**作業の指示**
以下の記録をすべて、空行を除いて一行ずつ番号付きリストに書き直してください。

###

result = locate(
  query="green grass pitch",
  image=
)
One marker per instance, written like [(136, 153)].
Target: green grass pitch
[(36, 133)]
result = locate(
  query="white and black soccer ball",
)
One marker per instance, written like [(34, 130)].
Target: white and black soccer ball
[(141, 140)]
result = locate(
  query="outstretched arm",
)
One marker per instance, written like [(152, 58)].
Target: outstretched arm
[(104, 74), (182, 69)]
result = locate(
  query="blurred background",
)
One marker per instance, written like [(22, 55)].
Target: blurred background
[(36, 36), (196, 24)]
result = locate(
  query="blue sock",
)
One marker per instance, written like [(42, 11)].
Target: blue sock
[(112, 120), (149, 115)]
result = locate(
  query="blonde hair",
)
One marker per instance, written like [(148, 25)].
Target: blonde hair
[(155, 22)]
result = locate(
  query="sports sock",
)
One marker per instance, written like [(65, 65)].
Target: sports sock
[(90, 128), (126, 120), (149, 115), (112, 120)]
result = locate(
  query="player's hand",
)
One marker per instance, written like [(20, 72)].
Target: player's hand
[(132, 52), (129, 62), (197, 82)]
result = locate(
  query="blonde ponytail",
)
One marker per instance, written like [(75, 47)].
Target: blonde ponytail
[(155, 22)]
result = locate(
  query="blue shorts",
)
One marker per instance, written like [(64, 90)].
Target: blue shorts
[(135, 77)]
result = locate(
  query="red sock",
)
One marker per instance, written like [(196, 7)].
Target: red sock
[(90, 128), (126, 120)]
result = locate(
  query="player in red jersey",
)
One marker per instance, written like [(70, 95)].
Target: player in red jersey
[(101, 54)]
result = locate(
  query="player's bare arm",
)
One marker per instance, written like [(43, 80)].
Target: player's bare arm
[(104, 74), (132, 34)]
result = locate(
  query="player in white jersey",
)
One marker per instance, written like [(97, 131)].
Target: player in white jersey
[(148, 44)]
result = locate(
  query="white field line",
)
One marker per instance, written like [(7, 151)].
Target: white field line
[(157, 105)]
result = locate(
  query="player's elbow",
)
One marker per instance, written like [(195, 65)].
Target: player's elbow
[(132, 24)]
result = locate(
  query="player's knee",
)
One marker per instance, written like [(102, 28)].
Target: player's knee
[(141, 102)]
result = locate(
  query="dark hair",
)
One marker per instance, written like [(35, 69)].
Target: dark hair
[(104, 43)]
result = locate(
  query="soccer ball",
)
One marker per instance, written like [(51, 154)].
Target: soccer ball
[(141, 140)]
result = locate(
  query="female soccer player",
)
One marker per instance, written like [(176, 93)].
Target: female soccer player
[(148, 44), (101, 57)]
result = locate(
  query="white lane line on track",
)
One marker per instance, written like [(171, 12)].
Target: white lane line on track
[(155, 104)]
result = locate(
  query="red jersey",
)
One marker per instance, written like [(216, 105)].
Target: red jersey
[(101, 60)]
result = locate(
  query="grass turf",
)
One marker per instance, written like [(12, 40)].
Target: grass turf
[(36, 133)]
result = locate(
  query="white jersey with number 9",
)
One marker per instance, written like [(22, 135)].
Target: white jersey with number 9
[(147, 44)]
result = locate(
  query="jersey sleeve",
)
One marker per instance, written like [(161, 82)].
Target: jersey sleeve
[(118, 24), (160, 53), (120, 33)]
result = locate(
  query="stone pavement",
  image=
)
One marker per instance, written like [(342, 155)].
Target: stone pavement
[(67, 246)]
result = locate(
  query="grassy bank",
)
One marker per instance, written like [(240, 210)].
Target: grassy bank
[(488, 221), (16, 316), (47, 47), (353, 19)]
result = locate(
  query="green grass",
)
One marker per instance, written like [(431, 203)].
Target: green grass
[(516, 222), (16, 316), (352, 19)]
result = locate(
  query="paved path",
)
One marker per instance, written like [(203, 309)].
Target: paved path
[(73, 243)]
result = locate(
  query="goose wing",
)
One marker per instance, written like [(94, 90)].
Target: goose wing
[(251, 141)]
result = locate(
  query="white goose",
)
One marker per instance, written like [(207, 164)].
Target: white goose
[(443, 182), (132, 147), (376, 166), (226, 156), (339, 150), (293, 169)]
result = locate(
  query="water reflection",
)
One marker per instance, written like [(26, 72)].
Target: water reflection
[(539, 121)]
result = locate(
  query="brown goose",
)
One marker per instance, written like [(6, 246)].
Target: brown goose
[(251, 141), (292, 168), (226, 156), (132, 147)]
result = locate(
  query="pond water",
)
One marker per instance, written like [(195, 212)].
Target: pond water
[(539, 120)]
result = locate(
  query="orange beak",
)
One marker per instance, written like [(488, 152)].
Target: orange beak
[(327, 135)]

###

**回答**
1. result = locate(
2.   query="green grass pitch",
3.   image=
4. )
5. One marker per instance, written like [(136, 153)].
6. Target: green grass pitch
7. [(36, 133)]
8. result = locate(
9.   query="white and black soccer ball",
10. )
11. One marker per instance, written like [(34, 130)].
12. Target: white and black soccer ball
13. [(141, 140)]
14. result = locate(
15.   query="outstretched arm",
16. )
17. One marker per instance, written like [(152, 58)].
18. Target: outstretched arm
19. [(104, 74), (182, 69)]
20. result = locate(
21.   query="blurred background",
22. )
23. One marker per instance, written like [(22, 55)].
24. Target: blurred background
25. [(36, 36), (196, 24)]
26. result = locate(
27.   query="blue sock",
28. )
29. One marker per instance, written like [(42, 11)].
30. Target: blue sock
31. [(112, 120), (149, 115)]
32. result = locate(
33.   query="blonde hair",
34. )
35. One marker per instance, written like [(148, 25)].
36. Target: blonde hair
37. [(155, 22)]
38. result = locate(
39.   query="sports sock",
40. )
41. One marker per instance, written like [(65, 65)].
42. Target: sports sock
43. [(90, 128), (126, 120), (149, 115), (112, 120)]
44. result = locate(
45.   query="player's hand",
46. )
47. One marker per instance, written like [(20, 72)].
48. Target: player's hand
49. [(132, 52), (129, 62), (197, 82)]
50. result = locate(
51.   query="blonde ponytail",
52. )
53. One marker per instance, written like [(75, 47)].
54. Target: blonde ponytail
55. [(155, 22)]
56. result = locate(
57.   query="blue shorts",
58. )
59. One marker per instance, written like [(64, 90)].
60. Target: blue shorts
61. [(135, 77)]
62. result = locate(
63.   query="red sock",
64. )
65. One marker per instance, written like [(196, 7)].
66. Target: red sock
67. [(90, 128), (126, 120)]
68. result = locate(
69.   query="player in red jersey",
70. )
71. One marker per instance, written like [(70, 95)].
72. Target: player in red jersey
73. [(101, 54)]
74. result = locate(
75.   query="player's bare arm",
76. )
77. One marker per instance, written like [(43, 80)].
78. Target: player's bare arm
79. [(104, 74), (132, 34)]
80. result = locate(
81.   query="player in white jersey",
82. )
83. One marker per instance, written like [(97, 131)].
84. Target: player in white jersey
85. [(148, 44)]
86. result = locate(
87.   query="white field line",
88. )
89. One marker per instance, written like [(7, 151)].
90. Target: white field line
91. [(157, 105)]
92. result = locate(
93.   query="player's elbow",
94. )
95. One marker per instance, written like [(195, 65)].
96. Target: player's elbow
97. [(132, 24)]
98. result = locate(
99.   query="player's knee",
100. )
101. One marker per instance, written like [(102, 28)].
102. Target: player's knee
103. [(141, 102)]
104. result = locate(
105.   query="dark hair",
106. )
107. One marker per instance, written like [(35, 69)].
108. Target: dark hair
109. [(104, 43)]
110. result = locate(
111.   query="soccer ball",
112. )
113. One marker per instance, written like [(51, 154)].
114. Target: soccer ball
115. [(141, 140)]
116. result = locate(
117.   query="female soccer player",
118. )
119. One marker per instance, written like [(176, 93)].
120. Target: female soccer player
121. [(148, 44), (101, 57)]
122. result = locate(
123.   query="white lane line on track",
124. )
125. One marker per instance, written like [(171, 12)].
126. Target: white lane line on track
127. [(155, 104)]
128. result = locate(
129.   query="red jersey",
130. )
131. One marker per instance, written like [(216, 105)].
132. Target: red jersey
133. [(101, 60)]
134. result = locate(
135.   query="grass turf",
136. )
137. One marker per instance, written like [(12, 40)].
138. Target: grass turf
139. [(36, 133)]
140. result = locate(
141.   query="white jersey with number 9",
142. )
143. One marker per instance, written like [(22, 135)].
144. Target: white jersey with number 9
145. [(147, 44)]
146. result = locate(
147.   query="jersey sleeve",
148. )
149. One marker per instance, written like [(161, 82)].
150. Target: jersey sleeve
151. [(118, 24), (160, 53), (120, 33)]
152. result = locate(
153.   query="stone pavement",
154.   image=
155. )
156. One marker per instance, written like [(342, 155)].
157. Target: stone pavement
158. [(67, 246)]
159. result = locate(
160.   query="grassy bank",
161. )
162. One marker per instance, written like [(240, 210)].
163. Target: grassy bank
164. [(488, 221), (16, 316), (47, 47), (353, 19)]
165. result = locate(
166.   query="green grass",
167. )
168. One marker per instance, written like [(431, 203)].
169. Target: green grass
170. [(516, 222), (16, 316), (352, 19)]
171. result = locate(
172.   query="paved path",
173. )
174. One marker per instance, written like [(203, 309)].
175. Target: paved path
176. [(73, 243)]
177. result = locate(
178.   query="goose wing",
179. )
180. One marker per instance, written like [(94, 90)].
181. Target: goose wing
182. [(251, 141)]
183. result = locate(
184.   query="white goose",
185. )
186. One marker per instance, written like [(207, 164)].
187. Target: white goose
188. [(443, 182), (132, 147), (376, 166), (226, 156), (339, 150), (293, 169)]
189. result = locate(
190.   query="water reflection",
191. )
192. One marker per instance, written like [(26, 72)].
193. Target: water reflection
194. [(539, 121)]
195. result = locate(
196.   query="brown goose",
197. )
198. One marker per instance, written like [(6, 246)].
199. Target: brown goose
200. [(251, 141), (292, 168), (226, 156), (132, 147)]
201. result = locate(
202.   query="pond water",
203. )
204. One marker per instance, written like [(195, 212)].
205. Target: pond water
206. [(539, 120)]
207. result = locate(
208.   query="orange beak",
209. )
210. One marker per instance, written like [(488, 152)].
211. Target: orange beak
212. [(327, 135)]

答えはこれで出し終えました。